**Page excerpt**
□ □ □ □ □ □ □
The European Court of Justice has made it clear that public bodies cannot take account of a bidder’s capacity to do the job at the award stage
The procurement procedures implemented by public bodies in the UK could be declared invalid thanks to the recent European Court of Justice (ECJ) decision in the case of EMM G Lianakis and Others vs Dimos Alexandroupolis and Others.
The crux of the judgment is that when the award of a contract is based on the most economically advantageous tender principle, it is not permissible at the award stage to take account of criteria linked to the tenderer’s ability to perform the contract.
The factors that the ECJ says can be taken into account are clear and unambiguous. The problem is that virtually all the public procurement procedures I have seen take account of non-permitted factors and, so, are non-compliant. The effect of this judgment is that, if challenged, these procurement procedures would be declared invalid.
Where a public body intends to award a contract for carrying out construction operations in excess of £5.25m, the Public Contracts Regulations 2006 must be complied with. The regulations implement the requirements of European Directive 2004/18/EC and set out a number of procedures that can be followed in relation to the award of the public contract. By far the most common in respect of construction operations is the “restricted procedure”, which is detailed in regulation 16.
In order to adhere to the restricted procedure, three distinct stages must be followed.
Stage one: To exclude a) firms that are ineligible because they have been convicted of certain specified offences, or who have been declared bankrupt or insolvent (regulation 23); and b) who fail to satisfy the minimum standards for economic and financial standing (regulation 24) or technical or professional ability (regulation 25)
Stage two: To select, from those firms not rejected at stage one, those that will be invited to tender. Regulation 16 provides that the contracting authority shall make the selection of the firms to be invited to tender in accordance with the regulations detailed above.
□ □ □ □ □ □ □
**Stored data**
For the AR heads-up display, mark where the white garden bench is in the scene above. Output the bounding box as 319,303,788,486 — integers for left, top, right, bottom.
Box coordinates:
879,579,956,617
□ □ □ □ □ □ □
**Short problem**
In the article on the procurement ruling, above what value must a public body comply with the Public Contracts Regulations 2006 when awarding a construction contract? The data stands apart from the text and is its own material.

**Written reply**
£5.25m